**** Data provided ****
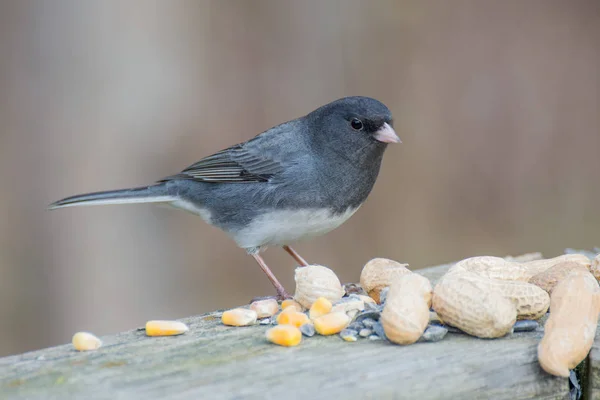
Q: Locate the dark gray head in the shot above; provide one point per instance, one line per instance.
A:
(353, 123)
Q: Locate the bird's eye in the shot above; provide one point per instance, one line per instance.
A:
(356, 124)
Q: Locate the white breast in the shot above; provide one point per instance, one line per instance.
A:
(287, 226)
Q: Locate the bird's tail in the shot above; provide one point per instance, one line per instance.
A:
(146, 194)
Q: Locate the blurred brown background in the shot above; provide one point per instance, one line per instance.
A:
(497, 103)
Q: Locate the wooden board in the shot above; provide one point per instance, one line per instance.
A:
(217, 362)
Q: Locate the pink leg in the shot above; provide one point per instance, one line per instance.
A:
(296, 256)
(281, 293)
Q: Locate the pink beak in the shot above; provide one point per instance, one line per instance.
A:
(386, 134)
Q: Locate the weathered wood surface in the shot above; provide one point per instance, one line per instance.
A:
(217, 362)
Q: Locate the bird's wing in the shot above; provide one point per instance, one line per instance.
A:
(236, 164)
(257, 160)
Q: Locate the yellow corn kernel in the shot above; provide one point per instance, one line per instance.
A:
(291, 303)
(265, 308)
(290, 316)
(320, 307)
(83, 341)
(284, 335)
(331, 323)
(239, 317)
(165, 328)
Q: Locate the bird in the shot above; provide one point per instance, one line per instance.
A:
(297, 180)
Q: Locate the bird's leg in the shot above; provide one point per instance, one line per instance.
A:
(296, 256)
(281, 293)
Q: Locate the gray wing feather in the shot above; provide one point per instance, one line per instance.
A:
(252, 161)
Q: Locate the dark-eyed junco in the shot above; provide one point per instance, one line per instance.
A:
(299, 179)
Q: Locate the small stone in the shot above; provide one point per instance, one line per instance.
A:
(365, 332)
(383, 295)
(368, 322)
(434, 333)
(353, 288)
(308, 330)
(526, 325)
(349, 335)
(378, 329)
(357, 326)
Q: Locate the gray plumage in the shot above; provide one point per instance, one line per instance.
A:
(298, 179)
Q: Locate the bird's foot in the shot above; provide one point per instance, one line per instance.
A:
(279, 297)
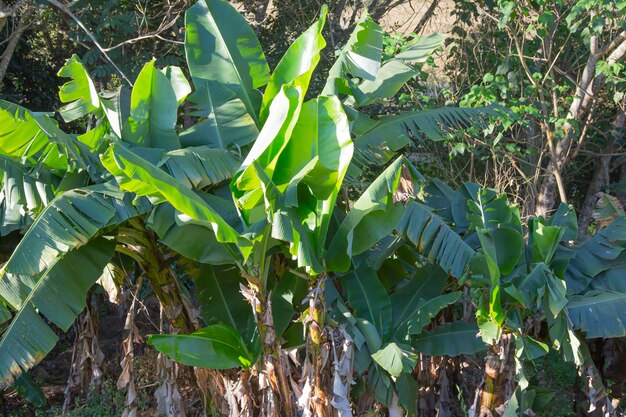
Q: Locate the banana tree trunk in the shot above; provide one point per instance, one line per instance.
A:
(499, 377)
(141, 244)
(276, 394)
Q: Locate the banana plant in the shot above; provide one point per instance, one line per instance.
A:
(249, 197)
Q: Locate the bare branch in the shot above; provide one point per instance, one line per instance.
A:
(67, 11)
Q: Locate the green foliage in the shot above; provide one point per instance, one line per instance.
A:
(250, 192)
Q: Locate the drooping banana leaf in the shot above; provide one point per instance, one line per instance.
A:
(218, 291)
(310, 169)
(137, 175)
(374, 215)
(153, 111)
(222, 49)
(599, 313)
(200, 167)
(25, 192)
(215, 347)
(183, 237)
(296, 67)
(595, 255)
(58, 292)
(426, 283)
(396, 359)
(368, 298)
(70, 220)
(421, 48)
(451, 339)
(80, 93)
(435, 239)
(381, 142)
(224, 120)
(360, 57)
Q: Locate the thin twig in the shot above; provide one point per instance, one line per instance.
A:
(67, 11)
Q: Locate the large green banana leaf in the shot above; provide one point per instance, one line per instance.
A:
(153, 111)
(368, 298)
(595, 255)
(22, 137)
(80, 93)
(137, 175)
(28, 338)
(360, 57)
(215, 347)
(435, 239)
(25, 191)
(374, 215)
(451, 339)
(68, 222)
(426, 283)
(296, 67)
(305, 165)
(200, 167)
(599, 313)
(222, 48)
(225, 121)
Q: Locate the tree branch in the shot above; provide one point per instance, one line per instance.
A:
(67, 11)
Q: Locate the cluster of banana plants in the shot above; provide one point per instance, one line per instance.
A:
(320, 304)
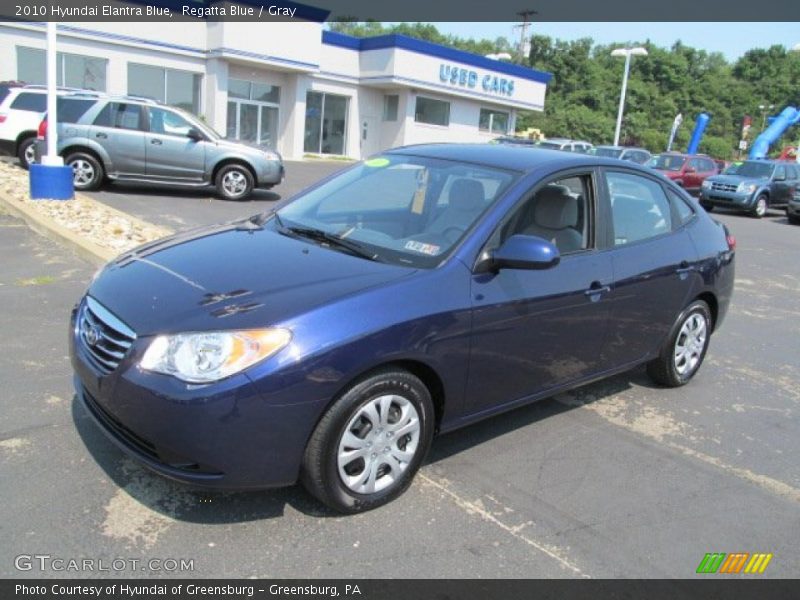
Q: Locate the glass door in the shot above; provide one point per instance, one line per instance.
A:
(326, 123)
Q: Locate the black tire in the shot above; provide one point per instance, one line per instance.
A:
(664, 369)
(321, 469)
(25, 152)
(760, 206)
(234, 182)
(88, 172)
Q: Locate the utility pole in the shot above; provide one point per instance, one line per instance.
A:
(523, 32)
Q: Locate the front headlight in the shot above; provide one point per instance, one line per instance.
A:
(211, 356)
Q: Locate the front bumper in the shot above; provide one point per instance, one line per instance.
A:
(225, 435)
(734, 200)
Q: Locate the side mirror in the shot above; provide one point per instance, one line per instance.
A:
(527, 252)
(195, 134)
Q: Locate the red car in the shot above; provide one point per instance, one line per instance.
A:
(687, 170)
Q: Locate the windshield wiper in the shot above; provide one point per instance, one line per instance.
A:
(329, 239)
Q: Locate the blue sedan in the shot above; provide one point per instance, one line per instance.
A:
(415, 293)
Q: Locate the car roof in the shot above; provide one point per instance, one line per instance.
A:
(507, 156)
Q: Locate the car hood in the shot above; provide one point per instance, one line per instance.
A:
(225, 278)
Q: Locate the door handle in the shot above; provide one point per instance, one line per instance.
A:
(596, 289)
(684, 268)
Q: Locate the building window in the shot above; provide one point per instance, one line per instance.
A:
(390, 104)
(251, 90)
(494, 121)
(253, 112)
(171, 86)
(72, 70)
(433, 112)
(326, 123)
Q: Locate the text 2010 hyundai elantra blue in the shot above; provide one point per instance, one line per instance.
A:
(415, 293)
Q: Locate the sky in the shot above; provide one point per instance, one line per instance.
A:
(732, 39)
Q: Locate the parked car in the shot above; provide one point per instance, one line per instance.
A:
(637, 155)
(793, 208)
(687, 170)
(514, 140)
(752, 186)
(413, 293)
(132, 139)
(565, 144)
(21, 110)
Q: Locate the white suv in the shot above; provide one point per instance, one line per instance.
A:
(21, 110)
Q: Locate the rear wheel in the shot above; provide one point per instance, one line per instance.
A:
(760, 206)
(87, 172)
(234, 182)
(685, 347)
(26, 152)
(366, 449)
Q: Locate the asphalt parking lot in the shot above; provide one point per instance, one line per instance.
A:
(617, 479)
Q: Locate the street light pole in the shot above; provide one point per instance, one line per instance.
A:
(627, 53)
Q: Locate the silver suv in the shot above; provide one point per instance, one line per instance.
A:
(134, 139)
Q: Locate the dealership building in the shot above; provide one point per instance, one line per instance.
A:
(292, 86)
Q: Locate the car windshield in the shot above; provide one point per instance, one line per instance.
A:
(556, 145)
(394, 208)
(757, 170)
(606, 152)
(666, 162)
(196, 122)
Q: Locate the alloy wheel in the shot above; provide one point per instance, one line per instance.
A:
(82, 172)
(378, 444)
(690, 344)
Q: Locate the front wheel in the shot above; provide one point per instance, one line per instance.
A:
(26, 152)
(234, 182)
(367, 447)
(685, 348)
(87, 172)
(760, 207)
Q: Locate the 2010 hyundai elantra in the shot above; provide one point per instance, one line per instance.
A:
(414, 293)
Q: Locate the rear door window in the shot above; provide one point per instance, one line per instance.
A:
(30, 102)
(120, 116)
(70, 110)
(639, 207)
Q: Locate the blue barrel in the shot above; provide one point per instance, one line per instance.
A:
(51, 182)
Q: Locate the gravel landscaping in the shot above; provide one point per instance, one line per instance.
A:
(93, 221)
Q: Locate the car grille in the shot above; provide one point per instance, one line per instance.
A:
(105, 339)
****
Task brief » Output all the data above verbatim, leaving out images.

Your response »
Q: Locate the dark gray head in the shot above; provide one point per instance, one line per instance.
A:
(353, 123)
Q: Locate the bird's eye in the shot above; provide one point per instance, one line per instance.
A:
(356, 124)
Q: Locate the white breast in the shot above; provide one point per instance, one line per instance.
A:
(287, 226)
Q: Locate the bird's tail in the shot above; provide one point per instance, one line per instance.
A:
(146, 194)
Q: Locate the blurred brown background in the shot above; provide one point per instance, one line per instance.
A:
(497, 103)
Q: Locate the wooden board in the shot above; provide one point per instance, one line per instance.
A:
(217, 362)
Q: Locate the pink leg in the shot above; provide one point per instance, one line per instance.
A:
(296, 256)
(281, 293)
Q: Locate the pink beak in the shot above; provide one point per instance, one line per instance.
A:
(386, 134)
Q: Locate the weathered wood surface in the shot above; provide one point per instance, one line per instance.
A:
(217, 362)
Q: Locate the bird's wing in the shot above; provide one point per instance, one line per instance.
A:
(236, 164)
(257, 160)
Q: Locate the yellow corn kernel in the shot above; provide one point per instance, one line per instance.
A:
(291, 303)
(265, 308)
(290, 316)
(320, 307)
(83, 341)
(284, 335)
(331, 323)
(239, 317)
(165, 328)
Q: Locate the bird in the shot above; provide one point per instance, one line per instance.
A:
(297, 180)
Q: Locate the bird's leg in the shot above; provide one point per instance, one line per instance.
A:
(296, 256)
(281, 293)
Q: Locate the gray wing feather in the shot above; provide one point per instance, one line per instance.
A:
(252, 161)
Q: Locate the dark-eyed junco in the shot above; provide one point per instance, one line per instance.
A:
(299, 179)
Q: Locate the small stone in the shot above; provide one point per instance, one line per instance.
A:
(365, 332)
(383, 295)
(368, 322)
(434, 333)
(353, 288)
(308, 330)
(526, 325)
(349, 335)
(378, 329)
(357, 326)
Q: Locate the gray plumage in the shot above; provide one point per instance, one line per instance.
A:
(298, 179)
Q: Locate the bird's foot in the shot above; provide one point per instance, one line per instance.
A:
(279, 297)
Q: Locate the banana tree trunk in the shot above; provide one point per instance, one line per instance.
A:
(499, 377)
(141, 244)
(276, 394)
Q: Locate the banana plant in the shot above; provide one point per instance, one line per instance.
A:
(249, 197)
Q: Locate the bare branch in the shot above; provide one point per instance, one line per instance.
A:
(67, 11)
Q: Locate the green foliage in the shot above; provide one point per instance, one line per instance.
A:
(250, 192)
Q: Locate the drooping banana leaf in the shot above; provide one point per instance, one line per instance.
A:
(218, 291)
(310, 169)
(137, 175)
(374, 215)
(153, 111)
(222, 49)
(599, 313)
(200, 167)
(25, 192)
(215, 347)
(183, 237)
(296, 67)
(595, 255)
(58, 292)
(426, 283)
(396, 359)
(368, 298)
(70, 220)
(421, 48)
(451, 339)
(80, 93)
(435, 239)
(381, 142)
(224, 120)
(360, 57)
Q: Locate the thin twig in the shot above; provide one point per instance, one line per instance.
A:
(67, 11)
Q: Locate the large green banana leaf in the shot above; provide one point per instance, one line per instance.
A:
(153, 111)
(368, 298)
(595, 255)
(22, 137)
(80, 93)
(137, 175)
(28, 338)
(360, 57)
(215, 347)
(435, 239)
(25, 191)
(374, 215)
(451, 339)
(68, 222)
(426, 283)
(296, 67)
(305, 165)
(200, 167)
(599, 313)
(222, 48)
(225, 121)
Q: Locate the tree branch in the shot above; provide one point per instance, one line per instance.
A:
(67, 11)
Q: Locate the cluster of banana plants in the shot above; provide one point per instance, one line per instance.
A:
(320, 304)
Q: Locate the glass door in the shot above; provide one point per instance, one line per instance.
A:
(326, 123)
Q: Locate the black tire in the shot above; provide one point per instance, one line per instance.
A:
(664, 369)
(321, 469)
(25, 152)
(760, 206)
(234, 182)
(88, 172)
Q: Locate the utility pole in the shot above; provide one point per instance, one line per instance.
A:
(523, 32)
Q: Locate the front headlight in the shot above; provide one point per instance, one line per instance.
A:
(211, 356)
Q: Locate the front bumper in the shot above; provide one point per instance, one line per instance.
A:
(225, 435)
(734, 200)
Q: Locate the side mirror in the shot above; provide one point per instance, one line per instance.
A:
(527, 252)
(195, 134)
Q: Locate the red car in the shot above; provide one point per instance, one line per instance.
A:
(687, 170)
Q: Locate the windshield wiper in the shot above; provide one point per instance, one line per instance.
A:
(329, 239)
Q: Locate the blue sedan in the shot above; provide one point per instance, one line per instance.
A:
(415, 293)
Q: Locate the car roof in the shot above; provide one point per instance, one line per instance.
A:
(507, 156)
Q: Locate the car hood in the shot above; provide one point per instance, one line per instance.
A:
(225, 278)
Q: Locate the door handle in the shot above; provide one point per instance, one line per instance.
A:
(596, 289)
(684, 268)
Q: Locate the building window in the shot above; provide one point per instance, one line per instance.
A:
(390, 104)
(251, 90)
(494, 121)
(253, 112)
(171, 86)
(72, 70)
(433, 112)
(326, 123)
Q: Locate the text 2010 hyundai elantra blue in the shot above; provide one point per instance, one line per instance.
A:
(415, 293)
Q: Locate the sky in the shot above; provide one point per instance, one line per instance.
A:
(732, 39)
Q: Locate the parked car in the shot above; provide one point per instance, one line per instance.
A:
(637, 155)
(793, 208)
(687, 170)
(514, 140)
(752, 186)
(413, 293)
(132, 139)
(565, 144)
(21, 110)
Q: Locate the white suv in the shot above; provide one point per instance, one line per instance.
A:
(21, 110)
Q: Locate the rear wheel in the shot above; provide one point per instance, one line per instance.
A:
(760, 206)
(87, 172)
(234, 182)
(685, 347)
(26, 152)
(366, 449)
Q: Locate the asphalt parking lot in the shot above; provide one point per instance, one line per instance.
A:
(617, 479)
Q: Locate the street light pole in the shot above; provide one point per instance, one line per instance.
A:
(627, 53)
Q: Locate the silver suv in the shot above; provide one point per instance, one line per instance.
A:
(134, 139)
Q: Locate the dealership building in the shot above; provide one point per instance, one line per instance.
A:
(292, 86)
Q: Locate the car windshield in the shot above; provide one point per instance, one line per instance.
A:
(556, 145)
(394, 208)
(757, 170)
(606, 152)
(666, 162)
(196, 122)
Q: Locate the alloy wheel in the shot above; provide one point per instance, one line per instance.
A:
(82, 172)
(378, 444)
(690, 344)
Q: Locate the front wheel in the shot above; provide one point per instance, one line per instance.
A:
(26, 152)
(234, 182)
(367, 447)
(685, 348)
(87, 172)
(760, 207)
Q: Locate the 2010 hyundai elantra in the shot above; provide one point per instance, one line per instance.
A:
(414, 293)
Q: Locate the rear door window in the shot above; provide one point per instance, one line per instance.
A:
(30, 102)
(120, 116)
(70, 110)
(639, 207)
Q: Locate the blue barrel in the shot above; provide one point per instance, one line per instance.
A:
(51, 182)
Q: Locate the gravel landscaping in the shot above; provide one point per instance, one line per instance.
A:
(93, 221)
Q: Locate the car grille in the shot above; provide one point per instance, one line per instance.
A:
(105, 339)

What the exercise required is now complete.